Top of Supplied material

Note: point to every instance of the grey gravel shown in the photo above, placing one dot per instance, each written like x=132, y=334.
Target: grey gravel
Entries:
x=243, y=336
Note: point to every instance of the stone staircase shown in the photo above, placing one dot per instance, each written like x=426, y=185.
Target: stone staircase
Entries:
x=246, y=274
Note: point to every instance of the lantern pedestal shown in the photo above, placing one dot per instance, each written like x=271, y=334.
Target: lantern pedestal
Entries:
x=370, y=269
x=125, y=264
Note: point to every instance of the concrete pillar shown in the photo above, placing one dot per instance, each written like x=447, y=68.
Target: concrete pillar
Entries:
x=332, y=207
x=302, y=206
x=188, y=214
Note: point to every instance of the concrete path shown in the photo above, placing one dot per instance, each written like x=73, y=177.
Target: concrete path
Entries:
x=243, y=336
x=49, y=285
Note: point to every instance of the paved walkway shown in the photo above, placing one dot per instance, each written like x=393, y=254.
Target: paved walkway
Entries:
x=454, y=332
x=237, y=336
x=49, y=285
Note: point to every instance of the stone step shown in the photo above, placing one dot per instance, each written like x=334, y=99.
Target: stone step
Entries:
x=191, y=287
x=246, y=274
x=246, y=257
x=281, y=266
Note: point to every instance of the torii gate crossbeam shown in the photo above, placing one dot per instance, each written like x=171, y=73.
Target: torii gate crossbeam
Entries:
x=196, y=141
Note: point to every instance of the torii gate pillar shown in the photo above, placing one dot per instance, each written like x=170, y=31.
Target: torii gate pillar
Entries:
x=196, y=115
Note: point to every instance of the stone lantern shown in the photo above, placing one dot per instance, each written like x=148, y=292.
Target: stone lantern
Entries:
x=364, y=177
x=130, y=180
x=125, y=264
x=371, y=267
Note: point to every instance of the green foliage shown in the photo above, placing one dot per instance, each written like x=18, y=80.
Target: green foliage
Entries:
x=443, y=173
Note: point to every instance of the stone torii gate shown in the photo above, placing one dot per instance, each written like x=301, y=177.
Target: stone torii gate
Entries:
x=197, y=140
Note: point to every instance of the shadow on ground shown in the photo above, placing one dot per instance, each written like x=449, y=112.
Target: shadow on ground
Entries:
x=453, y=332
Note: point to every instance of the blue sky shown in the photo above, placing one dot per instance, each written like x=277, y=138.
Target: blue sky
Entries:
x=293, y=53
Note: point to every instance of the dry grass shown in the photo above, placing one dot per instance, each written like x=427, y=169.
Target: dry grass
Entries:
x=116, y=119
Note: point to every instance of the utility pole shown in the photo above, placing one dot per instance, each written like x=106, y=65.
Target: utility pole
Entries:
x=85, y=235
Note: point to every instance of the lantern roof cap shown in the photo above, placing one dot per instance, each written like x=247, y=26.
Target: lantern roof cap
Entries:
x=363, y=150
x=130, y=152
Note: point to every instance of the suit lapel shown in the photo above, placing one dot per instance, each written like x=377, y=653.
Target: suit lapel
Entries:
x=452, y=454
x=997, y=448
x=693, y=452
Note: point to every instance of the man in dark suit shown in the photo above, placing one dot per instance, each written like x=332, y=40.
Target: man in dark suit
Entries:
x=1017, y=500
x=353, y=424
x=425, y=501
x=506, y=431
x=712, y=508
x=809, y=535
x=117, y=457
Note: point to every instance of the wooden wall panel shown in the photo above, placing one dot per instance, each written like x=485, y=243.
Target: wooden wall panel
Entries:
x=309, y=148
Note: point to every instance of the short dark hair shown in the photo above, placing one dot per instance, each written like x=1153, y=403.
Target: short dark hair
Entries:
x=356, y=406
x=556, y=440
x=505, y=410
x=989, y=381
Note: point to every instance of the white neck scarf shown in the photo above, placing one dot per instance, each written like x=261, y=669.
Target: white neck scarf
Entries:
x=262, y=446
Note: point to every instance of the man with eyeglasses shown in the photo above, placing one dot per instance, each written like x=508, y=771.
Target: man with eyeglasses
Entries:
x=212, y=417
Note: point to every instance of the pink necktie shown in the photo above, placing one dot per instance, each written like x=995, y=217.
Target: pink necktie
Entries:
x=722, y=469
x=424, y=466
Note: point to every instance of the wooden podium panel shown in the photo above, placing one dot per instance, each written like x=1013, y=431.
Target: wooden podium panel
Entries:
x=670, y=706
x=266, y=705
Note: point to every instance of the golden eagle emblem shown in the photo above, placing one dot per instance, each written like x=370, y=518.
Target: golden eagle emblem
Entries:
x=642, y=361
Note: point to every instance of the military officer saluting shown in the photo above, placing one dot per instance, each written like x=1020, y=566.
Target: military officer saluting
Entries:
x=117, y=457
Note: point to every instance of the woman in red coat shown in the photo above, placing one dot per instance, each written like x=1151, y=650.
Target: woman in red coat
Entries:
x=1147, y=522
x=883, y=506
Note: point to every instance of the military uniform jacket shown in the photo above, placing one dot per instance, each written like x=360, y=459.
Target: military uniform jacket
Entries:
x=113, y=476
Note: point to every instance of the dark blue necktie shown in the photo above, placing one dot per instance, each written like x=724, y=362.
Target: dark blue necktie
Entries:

Bottom of Supplied material

■ **Problem to work on**
Here the goal is to repeat each entry exactly.

■ **Task solution**
Note: point to every instance of the grey gravel shown in the photo above, placing one dot per instance, each written like x=132, y=334.
Target: grey gravel
Entries:
x=243, y=336
Note: point to every instance of the stone staircase shown in the photo above, placing one dot per instance, each written like x=426, y=185.
Target: stone staircase
Entries:
x=246, y=274
Note: point to every instance of the lantern pedestal shown in the photo above, placing one dot per instance, each written like x=271, y=334.
Target: lantern pedestal
Entries:
x=370, y=269
x=125, y=264
Note: point to every instance of the concrete pillar shown in the photo above, placing one dot per instance, each written like x=447, y=68.
Target: concrete pillar
Entries:
x=332, y=207
x=302, y=206
x=188, y=214
Note: point to every instance of the concrete path shown in the photo above, placing one dot per instance, each written like x=73, y=177.
Target: concrete path
Entries:
x=243, y=336
x=49, y=285
Note: point to every instance of the paved walkway shown in the photo above, placing one dot per instance, each written like x=393, y=254.
Target: paved walkway
Entries:
x=454, y=332
x=237, y=336
x=49, y=285
Note: point to every instance of the stone step shown in the photo above, placing one dot per instance, each written like x=334, y=99.
Target: stone step
Entries:
x=191, y=287
x=246, y=274
x=246, y=257
x=281, y=266
Note: point to every instance of the torii gate crossbeam shown in the photo above, placing one dot per instance, each written like x=171, y=73.
Target: torii gate crossbeam
Entries:
x=196, y=141
Note: point to every instance of the torii gate pillar shown in the photo above, placing one dot per instance, each written like x=170, y=31.
Target: torii gate pillar
Entries:
x=196, y=115
Note: point to every instance of the stone lantern shown in the photo above, placing one dot per instance, each written like x=148, y=292.
Target: stone lantern
Entries:
x=364, y=177
x=130, y=180
x=125, y=264
x=371, y=267
Note: point to every instance of the green foliage shown in the photo above, placing one dot per instance, each written like x=18, y=80.
Target: green foliage
Entries:
x=443, y=173
Note: point to every instance of the stone torii gate shown in the photo above, placing one dot per instance, each written like x=301, y=177.
Target: stone torii gate
Entries:
x=197, y=140
Note: point to every instance of the shadow on ground shown in the photo above, placing one dot per instance, each written like x=449, y=112.
Target: shadow on ground
Entries:
x=453, y=332
Note: point to every instance of the blue sky shown in the photo above, placing one dot per instance, each written like x=277, y=138.
Target: blue sky
Entries:
x=293, y=53
Note: point to every instance of the dry grass shown in the photo above, placing one dot per instance, each written like x=427, y=169.
Target: dry grass
Entries:
x=116, y=119
Note: point to every instance of the utility pole shown in the photo above, placing one dot per instance, each written like x=106, y=65.
Target: utility pole
Entries:
x=85, y=235
Note: point to every instance of the lantern roof cap shown in the photo above, placing one dot per instance, each written like x=247, y=26.
Target: lantern roof cap
Entries:
x=363, y=150
x=130, y=152
Note: point to every instance of the suit lapel shown in the photo above, placing one dot per instance, each written like x=377, y=653.
Target: suit lapel
Entries:
x=452, y=454
x=997, y=448
x=693, y=452
Note: point to every instance of the man in dark suit shown in the photo above, placing one dot per instance, each written like x=332, y=40.
Target: man in dark suit
Entries:
x=1017, y=500
x=353, y=424
x=425, y=501
x=506, y=431
x=712, y=508
x=809, y=535
x=117, y=457
Note: point to every instance of the wooden wall panel shown in the photo above, placing one dot per instance, each written like x=485, y=243.
Target: wooden wall panel
Entries:
x=309, y=148
Note: point to every instance of the short dark hair shown in the photo above, placing one dot per instance, each written like x=1153, y=403.
Target: short dark hair
Entries:
x=356, y=406
x=556, y=440
x=505, y=410
x=989, y=381
Note: point to every instance of the white neck scarf shown in the photo above, placing one dot per instance, each written like x=261, y=669.
Target: white neck scarf
Entries:
x=262, y=446
Note: point to every instance of the man with eyeglasses shown in the photo above, placing one dot per instance, each written like x=508, y=771.
Target: man with eyeglasses
Entries:
x=212, y=417
Note: point to every instance of the pink necktie shown in the photo above, placing one dot per instance, each written like x=995, y=217.
Target: pink necktie
Entries:
x=722, y=469
x=424, y=466
Note: point to every instance of the wooden podium panel shown in the photo above, placing one dot per instance, each written like x=1013, y=431.
Target: wooden podium panel
Entries:
x=670, y=706
x=266, y=705
Note: point to every instance of the golden eagle emblem shown in the photo above, placing one dot per instance, each written like x=370, y=518.
Target: golden eagle emblem
Entries:
x=642, y=361
Note: point to every instance of the military officer saluting shown in the photo above, placing one dot per instance, each written like x=1020, y=566.
Target: military officer saluting
Entries:
x=117, y=457
Note: point to every instance of the woman in red coat shown in the photo above, placing one dot per instance, each written like x=1151, y=650.
Target: woman in red coat
Entries:
x=1147, y=522
x=883, y=506
Note: point to every instance of the military uniform jacket shown in the photo above, placing one dot per instance, each written like x=360, y=459.
Target: military uniform jacket
Entries:
x=113, y=476
Note: point to every instance of the dark blue necktie shown in the photo above, placing one dot per instance, each written like x=724, y=362.
Target: dark blue necktie
Entries:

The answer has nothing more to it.